Quoted passage:
# # #

From mboxrd@z Thu Jan  1 00:00:00 1970
Return-Path: <linux-kernel-owner+w=401wt.eu-S1754549AbYLSHsu@vger.kernel.org>
Received: (majordomo@vger.kernel.org) by vger.kernel.org via listexpand
	id S1754549AbYLSHsu (ORCPT <rfc822;w@1wt.eu>);
	Fri, 19 Dec 2008 02:48:50 -0500
Received: (majordomo@vger.kernel.org) by vger.kernel.org id S1752823AbYLSHsl
	(ORCPT <rfc822;linux-kernel-outgoing>);
	Fri, 19 Dec 2008 02:48:41 -0500
Received: from mga10.intel.com ([192.55.52.92]:55758 "EHLO
	fmsmga102.fm.intel.com" rhost-flags-OK-OK-OK-FAIL) by vger.kernel.org
	with ESMTP id S1752772AbYLSHsk (ORCPT
	<rfc822;linux-kernel@vger.kernel.org>);
	Fri, 19 Dec 2008 02:48:40 -0500
X-ExtLoop1: 1
X-IronPort-AV: E=Sophos;i="4.36,248,1228118400"; 
   d="scan'208";a="415825298"
Subject: Re: [rfc][patch] SLQB slab allocator
From: "Zhang, Yanmin" <yanmin_zhang@linux.intel.com>
To: Nick Piggin <npiggin@suse.de>
Cc: Linux Kernel Mailing List <linux-kernel@vger.kernel.org>,
       Linux Memory Management List <linux-mm@kvack.org>
In-Reply-To: <20081212002518.GH8294@wotan.suse.de>
References: <20081212002518.GH8294@wotan.suse.de>
Content-Type: text/plain
Date: Fri, 19 Dec 2008 15:48:40 +0800
Message-Id: <1229672920.3277.49.camel@ymzhang>
Mime-Version: 1.0
X-Mailer: Evolution 2.22.1 (2.22.1-2.fc9) 
Content-Transfer-Encoding: 7bit
Sender: linux-kernel-owner@vger.kernel.org
List-ID: <linux-kernel.vger.kernel.org>
X-Mailing-List: linux-kernel@vger.kernel.org

On Fri, 2008-12-12 at 01:25 +0100, Nick Piggin wrote:
> (Re)introducing SLQB allocator. Q for queued, but in reality, SLAB and
> SLUB also have queues of things as well, so "Q" is just a meaningless
> differentiator :)
> 
> I've kept working on SLQB slab allocator because I don't agree with the
> design choices in SLUB, and I'm worried about the push to make it the
> one true allocator.
> 
> My primary goal in SLQB is performance, secondarily are order-0 page
> allocations, and memory consumption.
> 
> I have worked with the Linux guys at Intel to ensure that SLQB is comparable
> to SLAB in their OLTP performance benchmark. Recently that goal has been
> reached -- so SLQB performs comparably well to SLAB on that test (it's
> within the noise).
> 
> I've also been comparing SLQB with SLAB and SLUB in other benchmarks, and
> trying to ensure it is as good or better. I don't know if that's always
> the case, but nothing obvious has gone wrong (it's sometimes hard to find
> meaningful benchmarks that exercise slab in interesting ways).

# # #

Data excerpts:
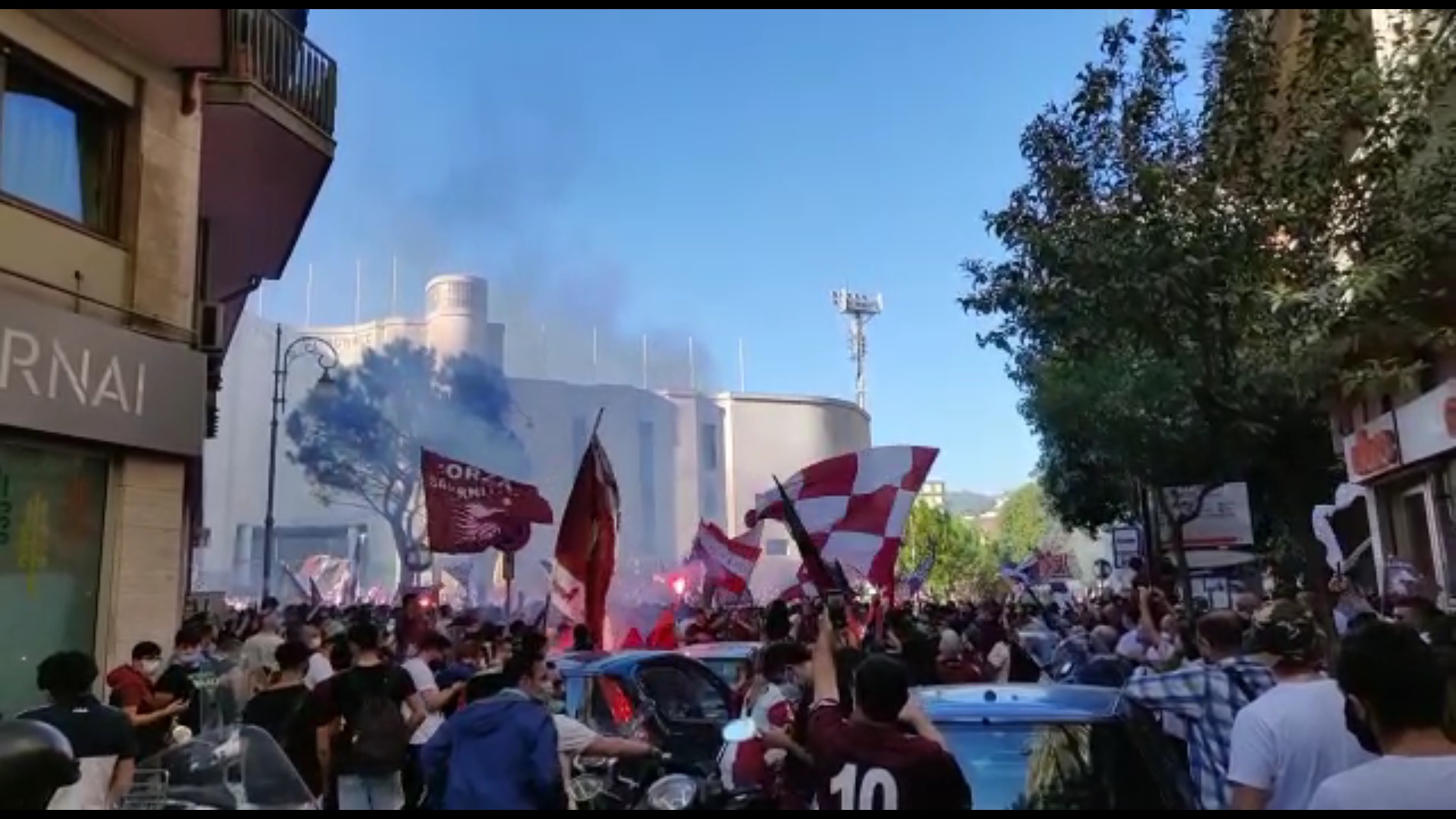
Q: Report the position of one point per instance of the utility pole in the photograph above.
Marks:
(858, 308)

# # #

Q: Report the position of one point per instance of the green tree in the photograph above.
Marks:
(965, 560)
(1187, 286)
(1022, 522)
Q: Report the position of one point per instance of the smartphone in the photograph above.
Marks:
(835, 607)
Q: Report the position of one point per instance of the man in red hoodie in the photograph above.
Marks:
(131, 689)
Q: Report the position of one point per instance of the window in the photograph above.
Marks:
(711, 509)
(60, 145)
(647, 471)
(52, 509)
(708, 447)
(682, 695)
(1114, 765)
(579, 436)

# # #

Task set:
1. Copy out the SLQB allocator email, everything from "On Fri, 2008-12-12" down to "and memory consumption.".
2. Pick up the SLQB allocator email where it stops and keep writing it.
Nothing in the lines is needed here.

Answers to the problems:
1.
On Fri, 2008-12-12 at 01:25 +0100, Nick Piggin wrote:
> (Re)introducing SLQB allocator. Q for queued, but in reality, SLAB and
> SLUB also have queues of things as well, so "Q" is just a meaningless
> differentiator :)
> 
> I've kept working on SLQB slab allocator because I don't agree with the
> design choices in SLUB, and I'm worried about the push to make it the
> one true allocator.
> 
> My primary goal in SLQB is performance, secondarily are order-0 page
> allocations, and memory consumption.

2.
> 
> Now it isn't exactly complete -- debugging, tracking, stats, etc. code is
> not always in the best shape, however I have been focusing on performance
> of the core allocator. No matter how good the rest is if the core code is
> poor... But it boots, works, is pretty stable.
> 
> SLQB, like SLUB and unlike SLAB, doesn't have greater than linear memory
> consumption growth with the number of CPUs or nodes.
> 
> SLQB tries to be very page-size agnostic. And it tries very hard to use
> order-0 pages. This is good for both page allocator fragmentation, and
> slab fragmentation. I don't like that SLUB performs significantly worse
> with order-0 pages in some workloads.
> 
> SLQB goes to some lengths to optimise remote-freeing cases (allocate on
> one CPU, free on another). It seems to work well, but there are a *lot*
> of possible ways this can be implemented especially when NUMA comes into
> play, so I'd like to know of workloads where remote freeing happens a
> lot, and perhaps look at alternative ways to do it.
> 
> SLQB initialistaion code attempts to be as simple and un-clever as possible.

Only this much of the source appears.